WORK REQUIRED | Return each line below that contains the string "appear", treating uppercase and lowercase letters as different.

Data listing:
▽
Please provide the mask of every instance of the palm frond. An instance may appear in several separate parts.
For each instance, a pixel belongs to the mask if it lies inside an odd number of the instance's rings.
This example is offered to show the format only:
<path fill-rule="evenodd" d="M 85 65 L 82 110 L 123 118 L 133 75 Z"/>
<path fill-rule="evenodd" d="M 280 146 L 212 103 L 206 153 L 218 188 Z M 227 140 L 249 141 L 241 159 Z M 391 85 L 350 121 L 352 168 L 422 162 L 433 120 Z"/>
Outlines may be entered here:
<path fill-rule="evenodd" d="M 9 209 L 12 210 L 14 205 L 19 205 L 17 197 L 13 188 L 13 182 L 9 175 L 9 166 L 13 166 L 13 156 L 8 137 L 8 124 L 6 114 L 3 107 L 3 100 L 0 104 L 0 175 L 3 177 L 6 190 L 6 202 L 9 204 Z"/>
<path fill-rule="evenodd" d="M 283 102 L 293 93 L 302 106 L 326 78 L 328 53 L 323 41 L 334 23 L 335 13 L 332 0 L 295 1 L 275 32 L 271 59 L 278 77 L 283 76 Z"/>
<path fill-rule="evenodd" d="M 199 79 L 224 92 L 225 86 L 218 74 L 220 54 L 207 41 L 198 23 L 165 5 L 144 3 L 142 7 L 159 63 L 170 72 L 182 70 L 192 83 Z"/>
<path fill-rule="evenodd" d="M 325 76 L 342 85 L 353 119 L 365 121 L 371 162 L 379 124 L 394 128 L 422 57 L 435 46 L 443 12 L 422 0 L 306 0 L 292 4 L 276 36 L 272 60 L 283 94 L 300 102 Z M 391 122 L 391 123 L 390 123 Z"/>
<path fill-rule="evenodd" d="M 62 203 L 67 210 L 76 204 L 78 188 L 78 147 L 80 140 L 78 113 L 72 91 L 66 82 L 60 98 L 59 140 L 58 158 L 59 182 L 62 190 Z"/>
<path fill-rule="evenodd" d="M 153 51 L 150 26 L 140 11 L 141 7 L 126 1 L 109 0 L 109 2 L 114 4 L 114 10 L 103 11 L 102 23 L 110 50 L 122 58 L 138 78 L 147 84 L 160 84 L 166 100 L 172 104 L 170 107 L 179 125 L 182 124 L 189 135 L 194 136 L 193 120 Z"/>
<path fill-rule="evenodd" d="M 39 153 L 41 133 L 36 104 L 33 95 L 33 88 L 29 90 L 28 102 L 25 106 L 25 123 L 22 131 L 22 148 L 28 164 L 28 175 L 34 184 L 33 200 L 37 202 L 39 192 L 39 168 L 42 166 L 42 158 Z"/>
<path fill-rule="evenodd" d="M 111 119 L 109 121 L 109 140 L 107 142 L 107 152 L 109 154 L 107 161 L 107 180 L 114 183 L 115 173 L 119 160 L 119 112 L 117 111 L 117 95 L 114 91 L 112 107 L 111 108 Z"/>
△
▽
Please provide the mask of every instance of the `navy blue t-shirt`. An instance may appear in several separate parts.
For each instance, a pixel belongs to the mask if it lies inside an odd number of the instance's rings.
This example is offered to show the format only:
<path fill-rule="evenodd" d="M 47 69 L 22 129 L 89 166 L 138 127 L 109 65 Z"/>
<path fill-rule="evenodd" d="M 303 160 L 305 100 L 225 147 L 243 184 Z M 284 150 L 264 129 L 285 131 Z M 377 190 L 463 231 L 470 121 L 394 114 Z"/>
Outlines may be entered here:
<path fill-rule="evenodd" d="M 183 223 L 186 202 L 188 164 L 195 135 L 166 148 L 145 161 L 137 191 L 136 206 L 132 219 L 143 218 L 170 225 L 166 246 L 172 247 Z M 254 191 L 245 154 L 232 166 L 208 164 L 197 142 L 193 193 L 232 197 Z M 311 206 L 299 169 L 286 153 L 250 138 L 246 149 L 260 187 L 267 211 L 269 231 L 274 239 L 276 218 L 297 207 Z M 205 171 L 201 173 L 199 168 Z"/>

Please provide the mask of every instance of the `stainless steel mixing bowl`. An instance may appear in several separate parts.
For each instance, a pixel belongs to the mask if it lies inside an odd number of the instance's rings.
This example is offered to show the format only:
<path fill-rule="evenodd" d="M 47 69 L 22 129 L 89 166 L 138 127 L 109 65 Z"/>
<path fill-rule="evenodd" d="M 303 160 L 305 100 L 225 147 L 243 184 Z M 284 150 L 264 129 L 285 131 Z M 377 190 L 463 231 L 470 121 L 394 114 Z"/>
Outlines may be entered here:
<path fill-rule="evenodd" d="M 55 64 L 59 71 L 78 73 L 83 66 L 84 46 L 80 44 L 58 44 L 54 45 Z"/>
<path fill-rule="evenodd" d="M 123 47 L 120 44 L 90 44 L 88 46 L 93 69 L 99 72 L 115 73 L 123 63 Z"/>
△
RESPONSE |
Please provide the mask of every instance of the palm frond. An instance may appear in several separate parts.
Please provide the mask of every instance of the `navy blue t-shirt`. An instance may appear in several separate parts.
Please provide the mask of every instance of the `stainless steel mixing bowl`. An instance may appear in several separate parts.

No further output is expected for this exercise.